[Task 1]: Reproduce verbatim the stretch of the post on voluntary versus involuntary emotions from "I really like" through "an agreement ...".
[Task 2]: Supply the next part of the post on voluntary versus involuntary emotions, beginning right after its final sentence.

[Provided passage]:
------------------------------------
Voluntary vs. Involuntary Emotions

[From Erling Jorgensen (961020.0115 CDT)

Bill Powers (961017.0150 MDT)

I keep pretty late hours, too -- especially with some of the fascinating
posts of late!

I appreciate the discussions that have been going on regarding emotion,
and found this post a really helpful synthesization. I, too, have had
the sense that the various positions of Bruce and Martin and you don't
have to be at odds. Even Hans' notion of the ionic requirements of
cellular control systems is not that far away from the "intrinsic
variables" of a reorganizing system.

I want to respond to a few assorted things:

it's asking a lot of an inherited system that it know WHY something is
going wrong

Agreed. In fact, we don't ask that of any single control system,
inherited or learned. Control systems work by knowing THAT something
is going wrong; that is all they are wired to detect. (Detect may be
the wrong word there -- it seems, errors are "constructed," not
discovered, via the "wiring" itself.)

This is akin to the "meaning" question: what does any signal mean? It
is what it is, a scalar quantity. The meaning is primarily the functional
question of _where_ in the control loop is the signal occuring. Only
secondarily is meaning tied to the "amount" of the signal, or the "net
report" of its input functions.

So what can keep the reorganizing system asleep? The learned hierarchy
of control systems. The whole point of building the learned hierarchy
is to PREVENT INTRINSIC ERROR.

This was the way I understood Hans Blom's remarks about the brain being
the "servant" of the cellular control systems, though he used a lot of
polemical poetics to get the point across.

(Continuing your previous quote:)

And with my identification, that means that its
point, its principal effect, is to PREVENT BAD EMOTIONS.

Gee, maybe counseling has a pretty high calling, if it's an adjunct to
the whole learned hierarchy... :slight_smile:

(Re: crying:)

It's just that the failure of the hierarchy has allowed intrinsic
errors to get big enough to turn on a very old crude control system.

I really like your interpretation of "repression" here, and have ever
since I first ran into it several years back. It also suggests that we
may try to reduce error with anything in our control system repertoire,
though I am not clear if this happens after or in addition to attempts
at random reorganization.

Now here's the thing that's going to make Bruce slap his head. We
don't control for threats; we control for the EFFECTS of threats.

I'm slapping my head! Never too late to go back to the basics, is it?
What was that book you wrote -- Control of _perception_, or something?

Martin Taylor and I have more or less converged to an agreement ...
------------------------------------
[Entries supplied]:
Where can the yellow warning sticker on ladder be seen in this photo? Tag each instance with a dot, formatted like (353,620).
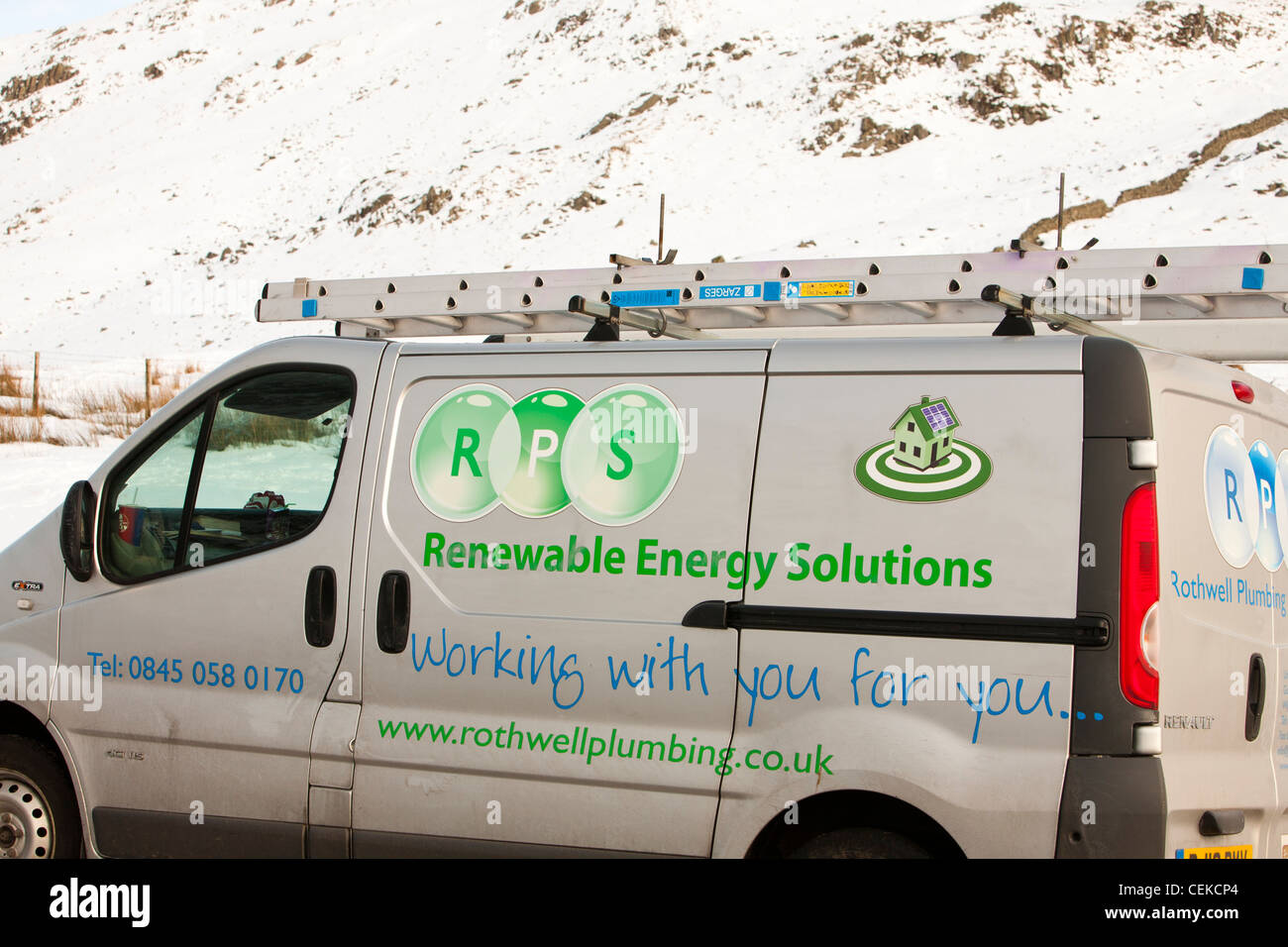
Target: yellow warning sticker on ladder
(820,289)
------------------------------------
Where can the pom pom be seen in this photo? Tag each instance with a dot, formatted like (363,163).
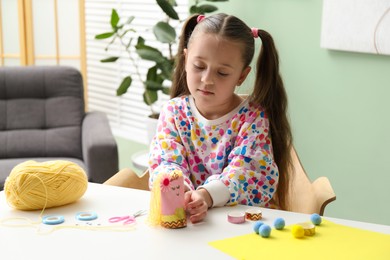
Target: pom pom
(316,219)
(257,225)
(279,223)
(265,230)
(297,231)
------------------------------------
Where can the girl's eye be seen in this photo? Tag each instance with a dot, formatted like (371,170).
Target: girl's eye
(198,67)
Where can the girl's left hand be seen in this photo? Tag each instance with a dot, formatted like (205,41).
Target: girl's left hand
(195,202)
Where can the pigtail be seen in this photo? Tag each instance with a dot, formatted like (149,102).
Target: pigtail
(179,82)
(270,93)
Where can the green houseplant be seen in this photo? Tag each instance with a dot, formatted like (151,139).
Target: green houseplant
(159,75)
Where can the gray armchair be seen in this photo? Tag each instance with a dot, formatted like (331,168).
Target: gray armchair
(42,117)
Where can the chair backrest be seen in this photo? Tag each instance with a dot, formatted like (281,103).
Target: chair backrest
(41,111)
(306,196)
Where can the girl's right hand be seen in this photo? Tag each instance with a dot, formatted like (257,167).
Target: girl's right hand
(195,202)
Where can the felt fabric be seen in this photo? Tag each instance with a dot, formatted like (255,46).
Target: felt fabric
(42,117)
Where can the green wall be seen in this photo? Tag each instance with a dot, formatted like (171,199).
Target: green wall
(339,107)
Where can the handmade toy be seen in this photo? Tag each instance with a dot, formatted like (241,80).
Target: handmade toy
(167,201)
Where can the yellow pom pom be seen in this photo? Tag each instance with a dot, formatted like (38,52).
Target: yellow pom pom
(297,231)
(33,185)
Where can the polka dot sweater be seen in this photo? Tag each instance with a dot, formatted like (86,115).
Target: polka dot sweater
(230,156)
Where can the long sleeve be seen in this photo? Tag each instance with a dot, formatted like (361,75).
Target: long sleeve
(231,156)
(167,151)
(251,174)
------------------------------------
[Result 1]:
I really like your interpretation of "repression" here, and have ever
since I first ran into it several years back. It also suggests that we
may try to reduce error with anything in our control system repertoire,
though I am not clear if this happens after or in addition to attempts
at random reorganization.

Now here's the thing that's going to make Bruce slap his head. We
don't control for threats; we control for the EFFECTS of threats.

I'm slapping my head! Never too late to go back to the basics, is it?
What was that book you wrote -- Control of _perception_, or something?

Martin Taylor and I have more or less converged to an agreement ...

[Result 2]:
What is needed is _local_ reorganization that is specific to the
control system that is having trouble

Thanks for reiterating this. I wasn't sure what the current thinking
was about locus of action.

If comparators are physically located in motor nuclei, which are output
functions, then a local reorganizing system would work primarily on the
output function. ...
I don't see any easy corresponding process for perceptual reorganization

This was the remark that first prompted me to write. Hopefully, this
isn't being too speculative...

Perceptual reorganization could be the back-up system, triggered when
output reorganization wasn't doing the job, and thus when error signals
were sizable and prolonged. (The "trigger" here is not a literal or
purposive one, but a shorthand way of referring to a temporal delay
before effects would be felt.) The mechanism I envision is that of _new
reference connections_.

Either you or Bill Leach brought up at one point that the lack of a
reference signal was functionally equivalent to a reference signal of
zero. The first consequence of such an arrangement would be that new
perceptions would be driven back toward a zero reference, and thus would
tend not to be seen. This seems to be the difficulty we have in
perceiving things in novel or unfamiliar ways. (Hans would say they
are not yet part of our "world model," but that seems to utilize a
different mechanism.)

So the first requirement for perceptually reorganizing and "seeing things
in a new light" (which just might result in intrinsic error levels
decreasing) would seem to be a _non-zero_ reference, to allow new
perceptions to be sustainably seen in the first place. I don't know
enough about neuroanatomy and plasticity to know how quickly neurons
generate (or atrophy) their connections with neighboring cells, but
from what I recall it's common among developing organisms. Are there
other potential sources of new reference signals?

This would not answer the question of how the perceptual reorganization
would be localized to the proper control systems, unless there's some
sort of local chemical change associated with sustained error signals;
(my speculations are getting pretty wild here...)

Aside from the localization question, this mechanism would be operating
randomly, just as for other types of reorganization, with selective
retention of whatever works to reduce the intrinsic errors. It could
also be working concommitantly with output reorganization, but "shut
down first" if an output pathway was found that did the job. (Presumably,
trying out alternate existing neural pathways would happen much faster
than generating new synaptic connections.)

Is this consistent (or not inconsistent) with what you've been thinking?